──────── SUMBER ────────

Sementara orang itu…..
Sungguh pak Hasan tidak kuasa bicara lagi.
Ingin rasanya ia menjerit mohon ampunan Allah Swt…. Atas kesalahan
fatal, yang ia lakukan. Dan sejak saat itu, pak Hasan tiba-tiba dapat
bergerak gesit. Ia berjalan penuh dengan semangat mengelilingi ka’bah
pada putaran-putaran berikutnya. Dan secara tidak ia sadari badan pak
Hasan menjadi kuat. Ia tidak batuk-batuk lagi, bahkan tenggorokannya
terasa begitu ringan, ketika dipakai untuk berdo’a kepada Allah…!
Istri
pak Hasan yang berjalan di samping pak Hasan, tidak mengetahui secara
detail, apa yang terjadi dalam diri pak Hasan. Yang ia tahu tiba-tiba
pak Hasan tidak batuk lagi, jalannya tidak lamban, bahkan cenderung
gesit. Ah, rupanya pak Hasan sudah sembuh, Ia disembuhkan oleh Allah
lewat ‘peragaan’ orang cacat, yang selalu tersenyum meskipun ia tidak
punya kaki. Obat dokter tidak bisa menyembuhkan pak Hasan, justru thawaf
seorang cacat-lah, yang menjadi obat mujarabnya.. Mengapa bisa demikian
?
Sebab begitu pak hasan menyadari akan
kesalahannya, ia langsung mohon ampun sejadi-jadinya atas kekeliruan
yang telah ia lakukan. Penyesalan yang tiada terhingga itulah rupanya
obat yang sesungguhnya.(QS. Hud (11) : 3)
”Dan
hendaklah kamu meminta ampun kepada Tuhanmu dan bertaubat kepada-Nya.
(Jika kamu, mengerjakan yang demikian), niscaya Dia akan memberi
kenikmatan yang baik (terus menerus) kepadamu sampai kepada waktu yang
telah ditentukan dan Dia akan memberi kepada tiap-tiap orang yang
mempunyai keutamaan (balasan) keutamaannya. Jika kamu berpaling, maka
sesungguhnya aku takut kamu akan ditimpa siksa hari kiamat. (QS. Hud (11) : 90)
"Dan
mohonlah ampun kepada Tuhanmu kemudian bertaubatlah kepada-Nya.
Sesungguhnya Tuhanku Maha Penyayang lagi Maha Penyasih." [QS. Huud: 90]
Sembuhnya pak Hasan, karena rasa penyesalan
yang mendalam. Sembuhnya pak Hasan karena ia bertaubat pada saat itu
juga. Sembuhnya pak Hasan, karena Allah Dzat Yang Maha Kuasa atas segala
sesuatu itu telah meridhainya. Sembuhnya pak Hasan karena Allah
memberikan sebuah obat berupa sebuah adegan atau suguhan menarik, yang
sangat mempengaruhi jiwa pak Hasan.

────────

PERINTAH TUGAS 1
Menurut kisah pak Hasan di atas, apa yang tidak bisa menyembuhkan pak Hasan?

──────── BAHAN ────────

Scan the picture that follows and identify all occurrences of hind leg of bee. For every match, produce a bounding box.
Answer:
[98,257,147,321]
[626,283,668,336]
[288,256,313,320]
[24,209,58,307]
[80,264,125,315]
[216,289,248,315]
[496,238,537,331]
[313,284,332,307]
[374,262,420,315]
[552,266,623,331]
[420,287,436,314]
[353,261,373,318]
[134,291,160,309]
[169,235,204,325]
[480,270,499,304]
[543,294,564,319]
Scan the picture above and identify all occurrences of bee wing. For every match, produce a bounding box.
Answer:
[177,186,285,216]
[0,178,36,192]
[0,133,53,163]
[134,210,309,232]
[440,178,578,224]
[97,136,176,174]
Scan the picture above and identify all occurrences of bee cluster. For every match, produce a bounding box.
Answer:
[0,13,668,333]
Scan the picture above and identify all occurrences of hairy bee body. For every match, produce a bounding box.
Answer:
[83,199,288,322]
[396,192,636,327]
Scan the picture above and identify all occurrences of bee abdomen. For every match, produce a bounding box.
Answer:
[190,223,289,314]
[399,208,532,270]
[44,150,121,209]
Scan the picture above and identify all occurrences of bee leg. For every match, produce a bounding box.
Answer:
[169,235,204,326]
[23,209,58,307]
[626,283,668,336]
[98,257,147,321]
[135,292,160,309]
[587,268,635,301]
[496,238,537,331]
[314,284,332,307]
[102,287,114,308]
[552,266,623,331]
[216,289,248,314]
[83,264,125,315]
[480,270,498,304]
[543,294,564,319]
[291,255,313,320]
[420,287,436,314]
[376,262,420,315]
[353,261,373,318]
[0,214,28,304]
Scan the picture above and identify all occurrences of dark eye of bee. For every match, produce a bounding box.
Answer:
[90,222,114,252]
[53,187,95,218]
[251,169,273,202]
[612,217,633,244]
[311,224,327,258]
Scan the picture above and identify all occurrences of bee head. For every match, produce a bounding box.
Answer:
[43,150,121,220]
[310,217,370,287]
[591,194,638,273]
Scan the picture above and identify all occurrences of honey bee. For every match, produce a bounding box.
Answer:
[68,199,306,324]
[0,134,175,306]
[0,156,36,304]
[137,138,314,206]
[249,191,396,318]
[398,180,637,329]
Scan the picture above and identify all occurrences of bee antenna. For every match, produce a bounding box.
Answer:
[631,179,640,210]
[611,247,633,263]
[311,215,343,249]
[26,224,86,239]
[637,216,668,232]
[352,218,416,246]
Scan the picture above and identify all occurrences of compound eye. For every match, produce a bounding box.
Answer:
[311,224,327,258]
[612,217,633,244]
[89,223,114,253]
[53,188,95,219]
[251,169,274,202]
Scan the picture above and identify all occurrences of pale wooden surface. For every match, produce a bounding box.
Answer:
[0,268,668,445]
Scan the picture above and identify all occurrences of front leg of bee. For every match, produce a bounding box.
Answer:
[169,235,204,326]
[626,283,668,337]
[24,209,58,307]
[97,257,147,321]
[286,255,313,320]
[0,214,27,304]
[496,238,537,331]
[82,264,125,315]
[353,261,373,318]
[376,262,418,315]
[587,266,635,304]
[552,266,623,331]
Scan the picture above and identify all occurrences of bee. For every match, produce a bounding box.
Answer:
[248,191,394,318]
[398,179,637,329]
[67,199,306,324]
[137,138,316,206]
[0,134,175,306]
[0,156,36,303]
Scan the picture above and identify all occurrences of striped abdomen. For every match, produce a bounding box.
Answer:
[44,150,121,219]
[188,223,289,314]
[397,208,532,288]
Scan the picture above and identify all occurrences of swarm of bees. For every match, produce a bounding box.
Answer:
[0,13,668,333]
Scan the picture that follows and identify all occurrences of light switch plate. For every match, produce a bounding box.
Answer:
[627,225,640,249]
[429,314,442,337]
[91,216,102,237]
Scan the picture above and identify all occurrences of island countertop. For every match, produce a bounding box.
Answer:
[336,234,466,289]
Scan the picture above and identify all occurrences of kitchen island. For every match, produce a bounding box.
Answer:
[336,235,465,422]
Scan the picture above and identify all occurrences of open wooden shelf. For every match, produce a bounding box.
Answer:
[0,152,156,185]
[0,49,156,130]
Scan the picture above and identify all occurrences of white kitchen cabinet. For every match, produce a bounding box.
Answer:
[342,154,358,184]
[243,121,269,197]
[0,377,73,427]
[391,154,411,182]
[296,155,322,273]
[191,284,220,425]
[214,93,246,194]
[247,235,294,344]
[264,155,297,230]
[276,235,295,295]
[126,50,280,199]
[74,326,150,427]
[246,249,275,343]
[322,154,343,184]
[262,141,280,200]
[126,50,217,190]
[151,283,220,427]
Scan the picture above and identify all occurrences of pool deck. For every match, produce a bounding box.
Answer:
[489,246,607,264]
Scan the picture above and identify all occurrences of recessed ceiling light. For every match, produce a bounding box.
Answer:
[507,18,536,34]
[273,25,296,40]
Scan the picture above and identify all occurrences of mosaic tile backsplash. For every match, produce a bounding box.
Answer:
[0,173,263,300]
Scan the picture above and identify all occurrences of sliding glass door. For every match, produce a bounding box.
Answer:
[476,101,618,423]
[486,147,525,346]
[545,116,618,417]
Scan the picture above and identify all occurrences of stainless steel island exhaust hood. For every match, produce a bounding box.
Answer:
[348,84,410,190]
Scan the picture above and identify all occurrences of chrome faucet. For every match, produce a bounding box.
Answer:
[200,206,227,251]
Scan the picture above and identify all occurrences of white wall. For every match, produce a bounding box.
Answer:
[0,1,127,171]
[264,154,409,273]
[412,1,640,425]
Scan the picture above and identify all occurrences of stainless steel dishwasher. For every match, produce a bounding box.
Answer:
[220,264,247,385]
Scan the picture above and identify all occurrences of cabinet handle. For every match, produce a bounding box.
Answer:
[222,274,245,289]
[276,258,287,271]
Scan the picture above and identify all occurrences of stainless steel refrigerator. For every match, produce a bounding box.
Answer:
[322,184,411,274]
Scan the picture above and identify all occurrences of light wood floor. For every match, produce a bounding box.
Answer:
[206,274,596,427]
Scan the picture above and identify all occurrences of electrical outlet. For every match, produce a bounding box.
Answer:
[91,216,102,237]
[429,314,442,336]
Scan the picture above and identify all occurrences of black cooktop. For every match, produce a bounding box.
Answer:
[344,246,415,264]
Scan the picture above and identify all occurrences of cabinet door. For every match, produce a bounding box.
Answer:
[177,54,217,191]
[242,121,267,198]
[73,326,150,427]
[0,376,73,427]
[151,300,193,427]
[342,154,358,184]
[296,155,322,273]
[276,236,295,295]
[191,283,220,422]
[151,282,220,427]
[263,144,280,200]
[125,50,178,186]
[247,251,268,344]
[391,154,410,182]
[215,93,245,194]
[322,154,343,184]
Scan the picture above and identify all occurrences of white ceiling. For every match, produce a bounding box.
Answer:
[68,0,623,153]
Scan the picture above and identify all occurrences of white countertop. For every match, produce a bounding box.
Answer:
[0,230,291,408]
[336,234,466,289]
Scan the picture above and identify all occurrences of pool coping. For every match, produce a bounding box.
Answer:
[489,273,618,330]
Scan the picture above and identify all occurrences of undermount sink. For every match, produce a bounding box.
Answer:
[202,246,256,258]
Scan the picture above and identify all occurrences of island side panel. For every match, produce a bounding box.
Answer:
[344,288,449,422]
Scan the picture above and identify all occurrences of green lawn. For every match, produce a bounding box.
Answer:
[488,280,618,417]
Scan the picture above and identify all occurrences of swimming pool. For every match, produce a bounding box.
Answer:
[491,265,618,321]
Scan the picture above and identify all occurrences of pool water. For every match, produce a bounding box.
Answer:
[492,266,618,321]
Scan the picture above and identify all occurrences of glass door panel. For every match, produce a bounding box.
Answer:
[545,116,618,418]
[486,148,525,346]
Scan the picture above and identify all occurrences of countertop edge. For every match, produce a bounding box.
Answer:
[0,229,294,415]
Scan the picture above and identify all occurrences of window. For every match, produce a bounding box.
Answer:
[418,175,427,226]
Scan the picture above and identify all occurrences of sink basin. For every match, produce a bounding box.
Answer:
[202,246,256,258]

────────
──────── BAHAN ────────

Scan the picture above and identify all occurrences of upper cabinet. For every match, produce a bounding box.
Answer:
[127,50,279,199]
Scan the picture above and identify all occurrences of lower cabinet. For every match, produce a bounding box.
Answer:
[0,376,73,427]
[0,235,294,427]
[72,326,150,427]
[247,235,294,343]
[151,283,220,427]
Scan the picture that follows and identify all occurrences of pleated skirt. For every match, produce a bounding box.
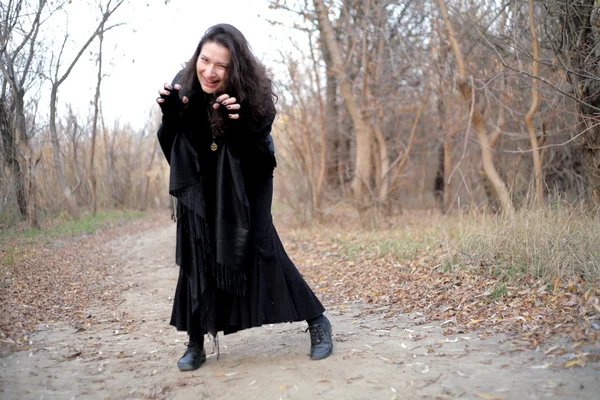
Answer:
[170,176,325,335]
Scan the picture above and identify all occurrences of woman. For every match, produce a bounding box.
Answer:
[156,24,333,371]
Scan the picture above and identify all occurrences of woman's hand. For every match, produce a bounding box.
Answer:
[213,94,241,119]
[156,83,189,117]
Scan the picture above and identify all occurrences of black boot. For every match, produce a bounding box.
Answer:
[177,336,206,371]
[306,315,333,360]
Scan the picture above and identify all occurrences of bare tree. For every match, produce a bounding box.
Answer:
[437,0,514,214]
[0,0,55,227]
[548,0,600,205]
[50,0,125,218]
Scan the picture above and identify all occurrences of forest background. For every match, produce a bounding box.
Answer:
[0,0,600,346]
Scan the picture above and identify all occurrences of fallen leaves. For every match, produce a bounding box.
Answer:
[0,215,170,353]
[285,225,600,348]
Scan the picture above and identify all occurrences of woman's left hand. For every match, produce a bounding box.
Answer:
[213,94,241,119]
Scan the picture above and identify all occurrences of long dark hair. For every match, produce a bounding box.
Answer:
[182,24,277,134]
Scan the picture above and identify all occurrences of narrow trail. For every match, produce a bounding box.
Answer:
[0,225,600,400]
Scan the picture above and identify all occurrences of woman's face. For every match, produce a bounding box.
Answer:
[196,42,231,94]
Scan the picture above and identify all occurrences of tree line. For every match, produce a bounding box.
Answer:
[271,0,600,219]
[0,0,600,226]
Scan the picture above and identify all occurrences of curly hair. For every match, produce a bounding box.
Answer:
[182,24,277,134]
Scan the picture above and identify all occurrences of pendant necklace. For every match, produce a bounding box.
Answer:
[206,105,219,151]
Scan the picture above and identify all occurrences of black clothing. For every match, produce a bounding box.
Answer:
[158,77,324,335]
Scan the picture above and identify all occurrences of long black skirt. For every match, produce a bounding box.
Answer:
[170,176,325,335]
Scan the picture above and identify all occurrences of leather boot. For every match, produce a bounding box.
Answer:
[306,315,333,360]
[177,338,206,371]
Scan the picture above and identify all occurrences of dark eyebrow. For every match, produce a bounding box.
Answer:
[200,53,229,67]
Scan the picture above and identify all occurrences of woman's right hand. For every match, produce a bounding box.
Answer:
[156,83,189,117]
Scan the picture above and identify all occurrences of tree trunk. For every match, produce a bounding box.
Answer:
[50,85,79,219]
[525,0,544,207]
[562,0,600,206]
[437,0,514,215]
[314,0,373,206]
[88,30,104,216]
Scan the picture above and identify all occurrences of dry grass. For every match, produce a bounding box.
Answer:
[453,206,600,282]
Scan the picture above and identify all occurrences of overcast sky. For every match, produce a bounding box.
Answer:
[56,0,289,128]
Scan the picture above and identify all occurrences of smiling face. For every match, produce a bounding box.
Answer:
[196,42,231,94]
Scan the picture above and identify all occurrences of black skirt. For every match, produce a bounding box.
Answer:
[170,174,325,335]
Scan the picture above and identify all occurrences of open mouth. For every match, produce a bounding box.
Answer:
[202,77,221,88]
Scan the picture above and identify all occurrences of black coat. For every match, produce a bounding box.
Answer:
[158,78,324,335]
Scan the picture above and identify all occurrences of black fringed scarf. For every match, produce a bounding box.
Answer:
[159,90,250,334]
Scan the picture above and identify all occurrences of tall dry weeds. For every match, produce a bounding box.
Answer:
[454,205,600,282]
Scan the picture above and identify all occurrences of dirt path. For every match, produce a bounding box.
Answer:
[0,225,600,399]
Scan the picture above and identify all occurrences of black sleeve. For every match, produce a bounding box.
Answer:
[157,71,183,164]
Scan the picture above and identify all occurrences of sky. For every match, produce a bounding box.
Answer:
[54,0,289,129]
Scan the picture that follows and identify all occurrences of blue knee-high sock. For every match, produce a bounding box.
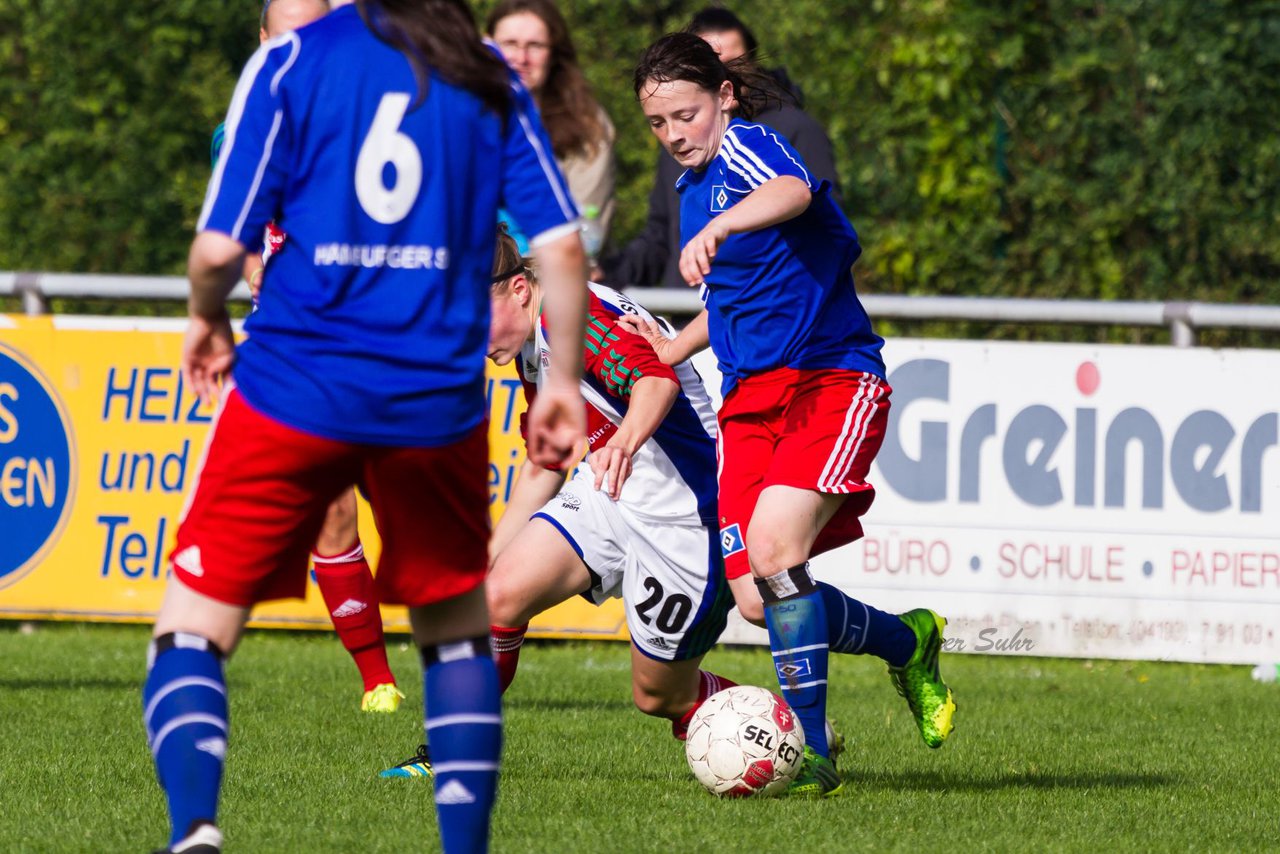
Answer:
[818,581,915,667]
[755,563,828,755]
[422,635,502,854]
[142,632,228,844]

────────
──────── BAHAN ────────

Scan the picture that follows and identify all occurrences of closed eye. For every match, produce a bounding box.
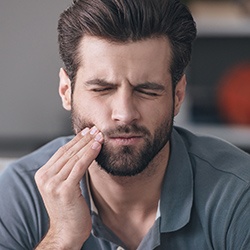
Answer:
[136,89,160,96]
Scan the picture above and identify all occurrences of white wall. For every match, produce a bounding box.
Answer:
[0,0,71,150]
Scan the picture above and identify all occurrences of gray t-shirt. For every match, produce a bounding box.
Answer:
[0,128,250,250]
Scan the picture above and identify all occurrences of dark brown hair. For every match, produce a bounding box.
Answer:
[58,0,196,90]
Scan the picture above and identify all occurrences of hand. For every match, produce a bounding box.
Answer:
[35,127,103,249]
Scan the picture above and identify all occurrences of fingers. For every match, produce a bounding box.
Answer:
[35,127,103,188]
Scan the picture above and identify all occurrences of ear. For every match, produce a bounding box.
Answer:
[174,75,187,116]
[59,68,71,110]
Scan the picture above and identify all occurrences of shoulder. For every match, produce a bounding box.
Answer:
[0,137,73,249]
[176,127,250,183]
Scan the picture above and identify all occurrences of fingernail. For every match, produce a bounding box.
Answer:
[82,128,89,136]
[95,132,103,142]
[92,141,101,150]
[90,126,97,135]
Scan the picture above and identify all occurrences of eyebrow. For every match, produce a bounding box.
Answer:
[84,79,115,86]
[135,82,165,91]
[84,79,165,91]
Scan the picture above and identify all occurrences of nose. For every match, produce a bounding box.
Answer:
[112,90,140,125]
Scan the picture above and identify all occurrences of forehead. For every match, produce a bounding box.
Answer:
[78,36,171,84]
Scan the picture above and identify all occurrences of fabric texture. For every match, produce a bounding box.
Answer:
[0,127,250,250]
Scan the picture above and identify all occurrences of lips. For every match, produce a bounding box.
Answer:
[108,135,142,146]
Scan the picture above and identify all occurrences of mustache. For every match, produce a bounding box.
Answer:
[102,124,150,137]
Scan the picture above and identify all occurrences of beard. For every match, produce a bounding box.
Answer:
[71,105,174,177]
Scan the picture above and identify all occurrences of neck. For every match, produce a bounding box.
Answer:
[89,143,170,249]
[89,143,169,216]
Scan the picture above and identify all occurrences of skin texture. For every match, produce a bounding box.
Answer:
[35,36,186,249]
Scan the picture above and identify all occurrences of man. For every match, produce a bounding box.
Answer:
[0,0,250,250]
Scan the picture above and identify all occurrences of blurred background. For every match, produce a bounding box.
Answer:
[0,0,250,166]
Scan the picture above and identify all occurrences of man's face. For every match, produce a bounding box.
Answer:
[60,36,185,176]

────────

PERINTAH TUGAS 2
Sajikan sebagai tabel Markdown dengan kolom No. dan Baris semua baris entri di atas, mulai dari baris yang memuat "sleeve. For every match, produce a bounding box." sampai baris yang memuat "[142,632,228,844]". Lewati baris kosong dan jangan sertakan gambar.

JAWABAN LATIHAN 1
Obat dokter tidak bisa menyembuhkan pak Hasan.

JAWABAN LATIHAN 2
| No. | Baris |
|---|---|
| 1 | Scan the picture above and identify all occurrences of black sleeve. For every match, produce a bounding box. |
| 2 | Answer: |
| 3 | [157,71,183,164] |
| 4 | Scan the picture above and identify all occurrences of sky. For every match, produce a bounding box. |
| 5 | Answer: |
| 6 | [54,0,289,129] |
| 7 | Scan the picture that follows and identify all occurrences of blue knee-high sock. For every match, produce a bounding box. |
| 8 | Answer: |
| 9 | [818,581,915,667] |
| 10 | [755,563,828,755] |
| 11 | [422,635,502,854] |
| 12 | [142,632,228,844] |